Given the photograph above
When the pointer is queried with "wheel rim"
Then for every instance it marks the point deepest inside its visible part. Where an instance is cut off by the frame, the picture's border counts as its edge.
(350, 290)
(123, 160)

• Exercise objective: In the answer, every line above should be retyped exactly.

• Result of the task:
Given the photograph above
When the pointer is queried with "wheel rim"
Then for every instance it marks the point deepest inside its visible part. Where an instance is cut off by the frame, the picture's border counts as its edge.
(350, 290)
(123, 160)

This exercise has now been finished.